— GELESENES ANWENDEN —
**1.** Welche Funktionen hat Christian Kessler laut dem Text zur Naturheilkunde am Immanuel Krankenhaus Berlin?
**2.** Führe den Text zur Naturheilkunde im Anschluss an seinen letzten Satz weiter.

— EXTRAHIERTER TEXT —
Dr. med. Christian Kessler ist Oberarzt und Forschungskoordinator der Abteilung Naturheilkunde am Immanuel Krankenhaus Berlin.
Dr. Kessler: Durchaus. Man kann ja quasi einen gegenläufigen Trend zur zunehmenden Technisierung in der Medizin feststellen: Die Inanspruchnahme von naturheilkundlichen Therapieverfahren ist ungebrochen hoch, besonders im deutschsprachigen Raum. Bislang jedenfalls hat die Algorithmisierung der konventionellen Medizin keine Abnahme der Nachfrage nach naturheilkundlichen Methoden zur Folge. Das begründet sich aus meiner Sicht darin, dass es zunehmend gute wissenschaftliche Evidenzen für einige Therapieverfahren gibt und viele gute Behandlungserfolge.
Aus Patientensicht bzw. aus der Perspektive einzelner überforderter Patienten betrachtet, haben die Naturheilverfahren etwas zu bieten, was vielfach in der hochtechnisierten Medizin zu kurz kommt: das Menschelnde und Begleitende. Also sogenannte weiche Faktoren, die zunehmend von Bedeutung sind in einer Welt wachsender Unsicherheit, technischer Komplexität und scheinbarer Beliebigkeit.
Ich möchte die Digitalisierung keinesfalls nur als Nachteil sehen. Die Algorithmisierung der Medizin könnte im besten Fall auch bedeuten, dass man traditionelle naturheilkundliche Konzepte integriert, diesen neue Anwendungsmöglichkeiten eröffnet und dabei einen ganz anderen Blick auf ihre Wirksamkeit entwickelt. So könnte es zu einer vertieften Integration von Grundlagenwissenschaft und den Erfahrungen der Naturheilkunde kommen.

[Gespeicherte Dateneinträge]
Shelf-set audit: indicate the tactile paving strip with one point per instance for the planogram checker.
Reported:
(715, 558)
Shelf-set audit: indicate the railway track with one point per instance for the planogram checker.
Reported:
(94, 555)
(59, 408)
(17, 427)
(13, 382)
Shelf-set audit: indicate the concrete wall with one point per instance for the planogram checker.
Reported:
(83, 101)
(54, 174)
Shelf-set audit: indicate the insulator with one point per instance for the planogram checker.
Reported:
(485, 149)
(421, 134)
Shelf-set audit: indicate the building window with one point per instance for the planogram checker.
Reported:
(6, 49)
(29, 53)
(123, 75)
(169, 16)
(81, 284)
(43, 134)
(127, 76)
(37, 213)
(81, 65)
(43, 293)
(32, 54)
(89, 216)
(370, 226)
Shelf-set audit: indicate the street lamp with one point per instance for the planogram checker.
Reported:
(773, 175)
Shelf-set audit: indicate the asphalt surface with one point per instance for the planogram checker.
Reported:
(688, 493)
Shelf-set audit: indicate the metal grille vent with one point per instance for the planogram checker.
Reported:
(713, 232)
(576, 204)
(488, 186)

— ERGEBNISSE JE AUFGABE —
**1.** Er ist Oberarzt und Forschungskoordinator der Abteilung Naturheilkunde.

**2.**
In Bioinformatik und Big Data sehe ich gerade im Hinblick auf die gesamten Omics-Disziplinen* grosse Chancen, z.B. für Ayurveda. Mit diesem schnell wachsenden Forschungsbereich liessen sich solche uralten Heilsysteme vielleicht neu validieren.
Als ganz normaler Arzt, als Internist wie als Ayurveda-Therapeut, betrachte ich persönlich die Digitalisierung durchaus ambivalent. Weil ich auch im Privaten sehe, wie uns die Abhängigkeit von der Technik oft wegbringt vom zwischenmenschlichen Kontakt. Gleichzeitig erkenne ich hier eine Chance für die Naturheilkunde: Denn das Analoge hat eine grosse Anziehung auf jeden, der des Digitalen überdrüssig wird. Meine Vermutung ist: Das Analoge wird irgendwann ein grosser Luxus werden. Und da hat die Naturheilkunde auf jeden Fall etwas anzubieten. Arzt sein besteht aus Sicht der Naturheilkunde nicht ausschliesslich darin, Diagnosen zu stellen und Therapien einzuleiten; es geht vielmehr darum, Menschen bei gesundheitlichen Fragestellungen umfassend zu helfen und sie zu begleiten – weit über eine rein technische Ebene hinaus.